▶ Dataset extract:
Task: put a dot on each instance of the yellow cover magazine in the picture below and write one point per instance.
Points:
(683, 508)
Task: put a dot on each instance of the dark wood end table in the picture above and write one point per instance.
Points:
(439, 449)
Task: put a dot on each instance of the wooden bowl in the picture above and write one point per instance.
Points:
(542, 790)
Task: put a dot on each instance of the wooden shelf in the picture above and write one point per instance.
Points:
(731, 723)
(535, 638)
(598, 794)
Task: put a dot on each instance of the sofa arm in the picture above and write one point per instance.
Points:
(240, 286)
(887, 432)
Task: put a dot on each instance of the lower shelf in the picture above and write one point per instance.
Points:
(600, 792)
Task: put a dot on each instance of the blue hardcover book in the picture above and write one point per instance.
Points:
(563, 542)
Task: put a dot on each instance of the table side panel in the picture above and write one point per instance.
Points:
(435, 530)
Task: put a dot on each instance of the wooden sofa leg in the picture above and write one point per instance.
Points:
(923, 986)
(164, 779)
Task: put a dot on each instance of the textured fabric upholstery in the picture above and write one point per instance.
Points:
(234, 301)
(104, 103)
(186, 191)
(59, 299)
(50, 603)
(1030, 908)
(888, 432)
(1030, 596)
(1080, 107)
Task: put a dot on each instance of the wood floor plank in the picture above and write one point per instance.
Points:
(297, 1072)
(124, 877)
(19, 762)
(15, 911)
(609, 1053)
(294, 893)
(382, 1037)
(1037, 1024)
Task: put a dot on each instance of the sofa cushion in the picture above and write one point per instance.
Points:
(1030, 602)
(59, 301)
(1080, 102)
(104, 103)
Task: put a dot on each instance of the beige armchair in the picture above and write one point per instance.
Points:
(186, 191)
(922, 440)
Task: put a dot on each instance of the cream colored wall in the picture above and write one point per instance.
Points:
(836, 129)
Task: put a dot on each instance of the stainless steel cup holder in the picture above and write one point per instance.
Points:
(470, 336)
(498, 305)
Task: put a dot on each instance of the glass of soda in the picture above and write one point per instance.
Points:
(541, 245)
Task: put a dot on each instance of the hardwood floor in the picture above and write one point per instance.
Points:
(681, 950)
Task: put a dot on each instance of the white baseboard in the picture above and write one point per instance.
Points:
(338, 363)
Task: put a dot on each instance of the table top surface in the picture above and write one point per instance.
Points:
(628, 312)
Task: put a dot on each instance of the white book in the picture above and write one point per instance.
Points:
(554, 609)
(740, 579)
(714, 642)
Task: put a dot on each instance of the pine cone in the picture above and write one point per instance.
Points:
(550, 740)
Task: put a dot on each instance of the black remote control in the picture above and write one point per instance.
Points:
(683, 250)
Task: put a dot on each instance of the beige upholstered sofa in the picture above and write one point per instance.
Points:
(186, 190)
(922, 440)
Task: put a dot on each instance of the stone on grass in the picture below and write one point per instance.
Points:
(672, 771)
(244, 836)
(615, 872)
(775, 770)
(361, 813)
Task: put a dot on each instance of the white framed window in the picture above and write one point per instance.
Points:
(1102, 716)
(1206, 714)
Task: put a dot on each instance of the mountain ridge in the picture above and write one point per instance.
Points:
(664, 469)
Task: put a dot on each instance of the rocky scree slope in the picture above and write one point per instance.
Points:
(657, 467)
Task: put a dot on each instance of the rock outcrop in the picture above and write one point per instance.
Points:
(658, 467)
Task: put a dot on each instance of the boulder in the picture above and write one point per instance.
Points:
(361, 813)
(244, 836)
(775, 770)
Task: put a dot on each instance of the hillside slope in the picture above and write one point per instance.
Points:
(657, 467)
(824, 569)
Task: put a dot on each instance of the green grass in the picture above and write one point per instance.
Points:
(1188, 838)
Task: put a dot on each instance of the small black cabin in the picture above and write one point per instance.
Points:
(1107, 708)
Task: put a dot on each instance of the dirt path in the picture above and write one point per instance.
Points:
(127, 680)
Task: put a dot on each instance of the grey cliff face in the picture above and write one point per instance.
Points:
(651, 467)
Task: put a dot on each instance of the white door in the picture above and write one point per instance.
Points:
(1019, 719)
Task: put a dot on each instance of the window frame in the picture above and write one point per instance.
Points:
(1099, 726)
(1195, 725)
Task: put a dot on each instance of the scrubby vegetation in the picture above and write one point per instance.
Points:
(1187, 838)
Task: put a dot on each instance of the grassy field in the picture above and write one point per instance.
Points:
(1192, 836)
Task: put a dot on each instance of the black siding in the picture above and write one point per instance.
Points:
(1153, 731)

▶ What is expected:
Rewrite the records starting at the line containing "Task: put a dot on each instance of the black remote" and ending at the line containing "(1206, 714)", with "beige upholstered sofa" changed to "tan upholstered sofa" and everything else left as it is.

▶ Output for this task:
Task: put a dot on each instance of the black remote control in the picture above and write one point per instance.
Points:
(683, 250)
Task: put a dot on each instance of the tan upholstered sofa in the picture above and write one point per instance.
Points:
(186, 190)
(922, 440)
Task: put a dot on each instance of the stone on grass in the picture below and write one point per instance.
Points:
(672, 771)
(244, 836)
(615, 872)
(775, 770)
(361, 813)
Task: put a dot on each instance of the white framed window in the picture above and write one point per instance.
Points:
(1102, 716)
(1206, 714)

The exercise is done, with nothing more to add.